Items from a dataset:
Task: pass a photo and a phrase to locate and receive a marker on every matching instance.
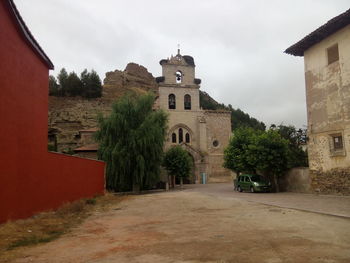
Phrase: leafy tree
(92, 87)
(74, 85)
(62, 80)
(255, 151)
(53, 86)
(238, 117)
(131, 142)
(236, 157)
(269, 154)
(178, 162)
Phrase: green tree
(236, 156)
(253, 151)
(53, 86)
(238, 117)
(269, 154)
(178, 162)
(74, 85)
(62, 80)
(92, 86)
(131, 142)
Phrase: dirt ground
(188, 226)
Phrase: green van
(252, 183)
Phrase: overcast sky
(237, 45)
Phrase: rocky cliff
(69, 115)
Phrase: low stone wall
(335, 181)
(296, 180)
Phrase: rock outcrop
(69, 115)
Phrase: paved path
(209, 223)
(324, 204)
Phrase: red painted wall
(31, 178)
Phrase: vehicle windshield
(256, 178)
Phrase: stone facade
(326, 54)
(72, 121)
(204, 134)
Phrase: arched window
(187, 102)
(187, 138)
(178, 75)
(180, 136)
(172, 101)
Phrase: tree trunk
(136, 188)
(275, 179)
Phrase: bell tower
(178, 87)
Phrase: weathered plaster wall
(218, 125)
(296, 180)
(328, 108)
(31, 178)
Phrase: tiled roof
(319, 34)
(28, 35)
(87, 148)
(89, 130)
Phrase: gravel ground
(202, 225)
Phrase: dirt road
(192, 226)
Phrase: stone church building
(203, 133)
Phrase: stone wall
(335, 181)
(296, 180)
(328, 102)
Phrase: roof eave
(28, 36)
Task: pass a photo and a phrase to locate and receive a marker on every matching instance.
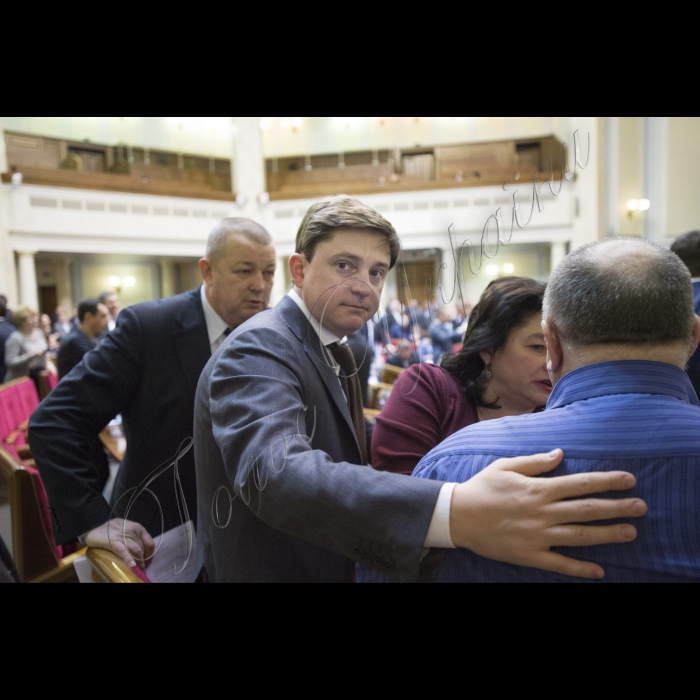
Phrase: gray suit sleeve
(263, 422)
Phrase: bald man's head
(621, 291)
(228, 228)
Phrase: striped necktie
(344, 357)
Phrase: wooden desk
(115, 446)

* * *

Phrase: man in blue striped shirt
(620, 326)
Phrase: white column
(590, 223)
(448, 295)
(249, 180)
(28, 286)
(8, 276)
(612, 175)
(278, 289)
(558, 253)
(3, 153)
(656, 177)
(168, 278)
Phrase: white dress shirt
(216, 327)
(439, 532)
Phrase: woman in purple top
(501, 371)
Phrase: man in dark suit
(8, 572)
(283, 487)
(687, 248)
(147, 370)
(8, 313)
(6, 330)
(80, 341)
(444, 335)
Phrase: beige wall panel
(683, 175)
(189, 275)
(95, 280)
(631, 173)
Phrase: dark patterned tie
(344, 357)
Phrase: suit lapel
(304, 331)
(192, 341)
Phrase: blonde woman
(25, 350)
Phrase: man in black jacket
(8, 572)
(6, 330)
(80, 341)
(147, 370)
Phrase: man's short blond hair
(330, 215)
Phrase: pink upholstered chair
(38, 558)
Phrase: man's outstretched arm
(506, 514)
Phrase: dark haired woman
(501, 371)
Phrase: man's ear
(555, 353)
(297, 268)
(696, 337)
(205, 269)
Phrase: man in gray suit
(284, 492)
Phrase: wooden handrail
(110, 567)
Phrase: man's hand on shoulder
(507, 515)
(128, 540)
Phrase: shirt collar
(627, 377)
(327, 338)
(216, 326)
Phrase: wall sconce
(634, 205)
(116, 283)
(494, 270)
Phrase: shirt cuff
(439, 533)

=== STATED TASK ===
Count how many lines of the entries contain the string "tree", and reply with only that number.

=== EXERCISE OUTPUT ===
3